--- START INFORMATION SHOWN ---

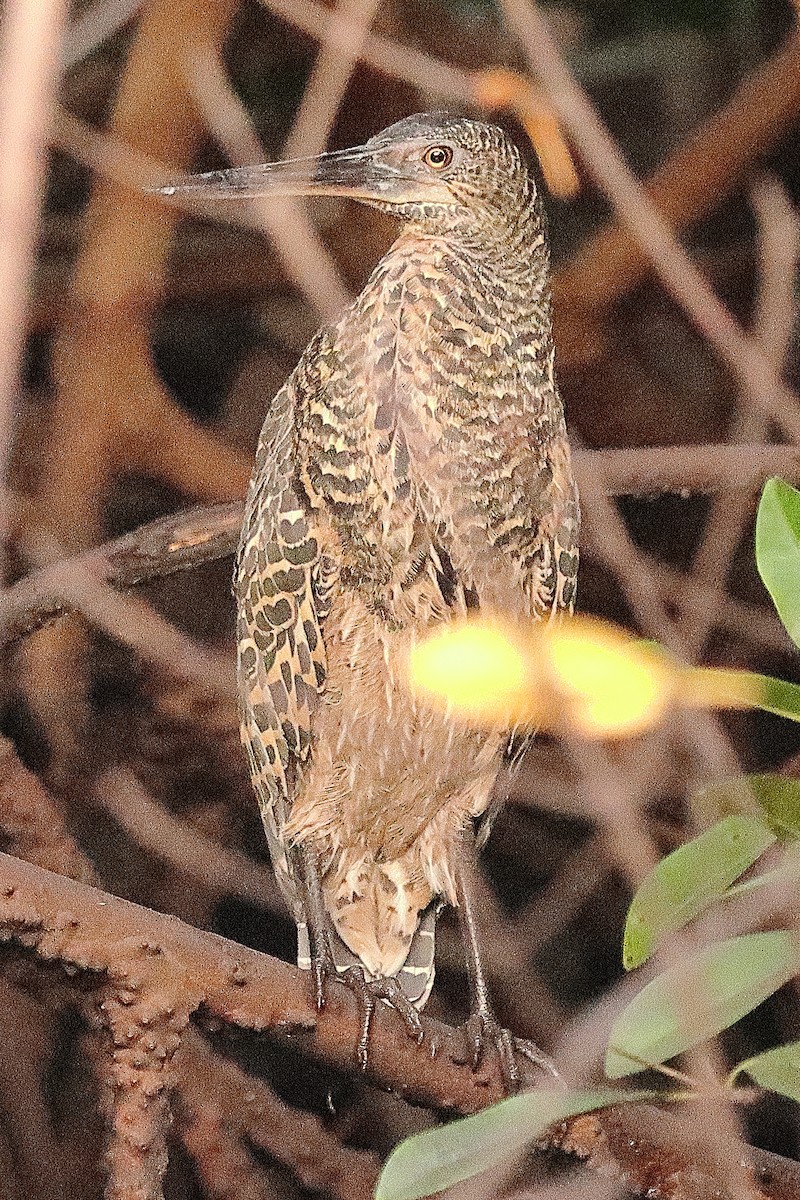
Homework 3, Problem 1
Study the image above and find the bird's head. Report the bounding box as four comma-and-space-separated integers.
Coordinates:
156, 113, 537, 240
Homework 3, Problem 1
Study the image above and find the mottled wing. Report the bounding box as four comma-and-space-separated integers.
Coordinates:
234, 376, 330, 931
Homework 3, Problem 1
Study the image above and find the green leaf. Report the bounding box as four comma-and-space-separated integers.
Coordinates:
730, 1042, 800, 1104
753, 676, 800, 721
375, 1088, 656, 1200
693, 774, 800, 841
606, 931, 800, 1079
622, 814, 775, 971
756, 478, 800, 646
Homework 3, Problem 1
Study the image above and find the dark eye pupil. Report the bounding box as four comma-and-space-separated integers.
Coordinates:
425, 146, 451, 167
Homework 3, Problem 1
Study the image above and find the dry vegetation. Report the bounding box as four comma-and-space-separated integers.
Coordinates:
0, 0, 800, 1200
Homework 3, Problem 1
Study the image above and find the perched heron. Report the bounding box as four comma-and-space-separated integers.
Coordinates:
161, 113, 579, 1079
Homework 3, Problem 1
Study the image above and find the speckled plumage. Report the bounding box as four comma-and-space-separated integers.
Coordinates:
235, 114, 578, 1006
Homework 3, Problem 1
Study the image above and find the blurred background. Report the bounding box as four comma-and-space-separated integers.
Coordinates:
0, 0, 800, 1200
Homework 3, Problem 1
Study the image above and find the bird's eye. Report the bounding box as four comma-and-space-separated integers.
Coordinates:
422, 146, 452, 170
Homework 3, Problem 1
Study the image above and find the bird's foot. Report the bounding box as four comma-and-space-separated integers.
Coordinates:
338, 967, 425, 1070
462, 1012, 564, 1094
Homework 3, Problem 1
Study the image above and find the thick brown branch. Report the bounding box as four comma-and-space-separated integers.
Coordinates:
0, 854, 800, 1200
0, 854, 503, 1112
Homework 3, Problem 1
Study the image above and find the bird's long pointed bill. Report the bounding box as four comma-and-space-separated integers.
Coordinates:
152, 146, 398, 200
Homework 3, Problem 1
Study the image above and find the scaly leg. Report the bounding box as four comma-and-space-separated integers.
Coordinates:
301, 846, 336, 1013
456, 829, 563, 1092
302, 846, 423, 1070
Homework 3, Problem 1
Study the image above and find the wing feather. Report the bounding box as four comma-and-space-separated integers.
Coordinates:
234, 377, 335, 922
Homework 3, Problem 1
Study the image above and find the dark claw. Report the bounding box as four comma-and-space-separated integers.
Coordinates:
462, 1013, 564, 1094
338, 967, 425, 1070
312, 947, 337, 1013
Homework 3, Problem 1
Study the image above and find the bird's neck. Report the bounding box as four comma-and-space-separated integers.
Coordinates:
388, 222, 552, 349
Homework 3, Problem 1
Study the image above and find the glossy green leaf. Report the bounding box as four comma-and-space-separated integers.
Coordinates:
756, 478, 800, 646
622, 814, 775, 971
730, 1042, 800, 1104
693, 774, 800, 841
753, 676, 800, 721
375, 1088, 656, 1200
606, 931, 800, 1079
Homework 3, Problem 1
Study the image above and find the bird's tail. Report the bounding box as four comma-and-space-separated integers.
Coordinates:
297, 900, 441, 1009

--- END INFORMATION SHOWN ---
--- START INFORMATION SHOWN ---

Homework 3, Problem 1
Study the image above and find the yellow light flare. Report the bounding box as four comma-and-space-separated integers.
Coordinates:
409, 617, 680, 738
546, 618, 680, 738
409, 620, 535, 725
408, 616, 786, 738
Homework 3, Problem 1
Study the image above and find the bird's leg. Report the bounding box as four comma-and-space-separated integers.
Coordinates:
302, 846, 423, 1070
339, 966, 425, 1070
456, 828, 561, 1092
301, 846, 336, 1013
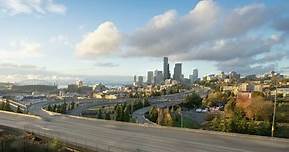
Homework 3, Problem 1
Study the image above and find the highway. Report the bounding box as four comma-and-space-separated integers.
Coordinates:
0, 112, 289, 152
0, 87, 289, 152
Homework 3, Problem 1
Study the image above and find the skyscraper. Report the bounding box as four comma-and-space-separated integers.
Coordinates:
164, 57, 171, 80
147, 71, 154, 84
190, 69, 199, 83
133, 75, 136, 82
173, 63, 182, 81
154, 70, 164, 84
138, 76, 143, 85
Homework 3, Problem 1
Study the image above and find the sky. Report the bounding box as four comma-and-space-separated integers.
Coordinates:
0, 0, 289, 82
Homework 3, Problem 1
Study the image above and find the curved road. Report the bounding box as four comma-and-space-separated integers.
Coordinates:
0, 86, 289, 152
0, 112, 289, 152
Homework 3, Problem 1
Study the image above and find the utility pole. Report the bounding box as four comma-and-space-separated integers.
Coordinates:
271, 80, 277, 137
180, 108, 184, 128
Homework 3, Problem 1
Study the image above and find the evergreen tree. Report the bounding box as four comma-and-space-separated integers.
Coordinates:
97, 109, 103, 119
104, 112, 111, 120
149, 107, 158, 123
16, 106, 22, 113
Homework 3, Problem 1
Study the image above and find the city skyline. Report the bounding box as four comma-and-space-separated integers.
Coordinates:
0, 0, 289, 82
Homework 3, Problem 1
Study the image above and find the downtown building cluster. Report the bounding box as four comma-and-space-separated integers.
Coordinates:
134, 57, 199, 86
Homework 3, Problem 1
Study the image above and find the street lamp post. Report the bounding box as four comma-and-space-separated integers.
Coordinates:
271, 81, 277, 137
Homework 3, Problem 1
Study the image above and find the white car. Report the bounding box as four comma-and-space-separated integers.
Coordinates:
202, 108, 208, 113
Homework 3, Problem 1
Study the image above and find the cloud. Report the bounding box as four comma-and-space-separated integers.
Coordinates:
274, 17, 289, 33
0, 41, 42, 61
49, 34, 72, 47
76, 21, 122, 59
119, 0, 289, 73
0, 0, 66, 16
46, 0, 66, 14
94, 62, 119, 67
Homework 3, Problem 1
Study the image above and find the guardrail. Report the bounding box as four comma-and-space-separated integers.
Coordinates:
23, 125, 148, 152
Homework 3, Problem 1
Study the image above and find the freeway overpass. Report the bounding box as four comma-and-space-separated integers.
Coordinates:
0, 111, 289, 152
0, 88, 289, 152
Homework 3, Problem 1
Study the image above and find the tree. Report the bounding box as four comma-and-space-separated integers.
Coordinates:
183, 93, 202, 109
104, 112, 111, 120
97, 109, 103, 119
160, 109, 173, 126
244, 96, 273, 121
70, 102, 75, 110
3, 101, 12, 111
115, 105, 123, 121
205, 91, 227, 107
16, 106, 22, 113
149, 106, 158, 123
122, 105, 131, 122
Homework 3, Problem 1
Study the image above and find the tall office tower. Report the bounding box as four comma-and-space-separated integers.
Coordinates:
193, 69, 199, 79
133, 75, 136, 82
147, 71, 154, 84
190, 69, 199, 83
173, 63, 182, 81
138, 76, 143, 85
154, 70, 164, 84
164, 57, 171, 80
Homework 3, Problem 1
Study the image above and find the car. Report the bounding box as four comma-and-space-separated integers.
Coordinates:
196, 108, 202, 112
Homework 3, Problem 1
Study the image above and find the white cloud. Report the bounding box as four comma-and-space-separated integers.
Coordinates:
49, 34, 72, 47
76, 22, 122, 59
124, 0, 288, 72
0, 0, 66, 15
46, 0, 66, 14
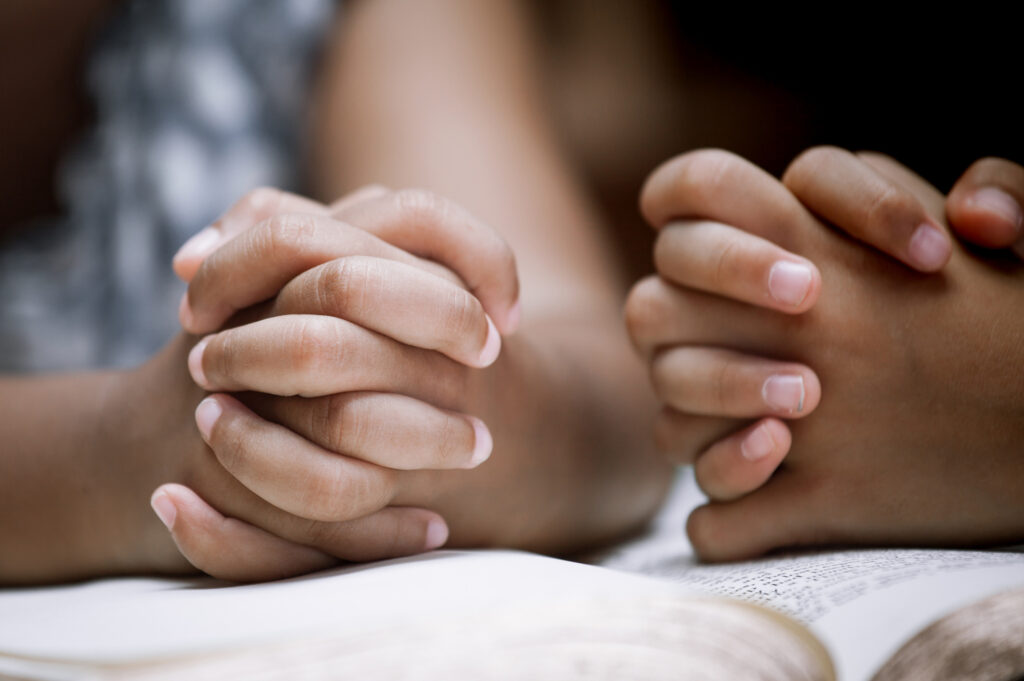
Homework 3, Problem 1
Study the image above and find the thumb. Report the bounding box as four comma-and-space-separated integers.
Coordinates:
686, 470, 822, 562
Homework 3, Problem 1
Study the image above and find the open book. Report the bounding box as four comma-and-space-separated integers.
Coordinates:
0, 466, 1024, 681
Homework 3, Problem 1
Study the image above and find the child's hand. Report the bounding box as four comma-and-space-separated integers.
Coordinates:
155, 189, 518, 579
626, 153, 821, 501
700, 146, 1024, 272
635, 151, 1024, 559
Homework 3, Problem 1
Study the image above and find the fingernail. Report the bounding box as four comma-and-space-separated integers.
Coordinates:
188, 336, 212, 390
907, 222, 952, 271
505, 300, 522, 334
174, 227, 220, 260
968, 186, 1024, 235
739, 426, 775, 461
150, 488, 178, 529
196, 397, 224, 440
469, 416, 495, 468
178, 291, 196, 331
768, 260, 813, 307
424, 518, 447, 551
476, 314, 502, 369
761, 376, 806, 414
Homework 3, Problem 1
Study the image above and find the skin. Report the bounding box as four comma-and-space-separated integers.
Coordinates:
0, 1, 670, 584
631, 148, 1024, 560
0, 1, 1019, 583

--- END INFORMATION SHOWN ---

◆ WHAT NEEDS TO BE DONE
Pull out each line of the material above that contains the word "white", and leave out every other line.

◆ RESPONSE FOR THIS EXERCISE
Study the image above and find the white car. Report the bounding box as four comma-and-space-separated integers.
Study the image above and find the white cloud. Report the bounding box as four comma-and-space-separated integers.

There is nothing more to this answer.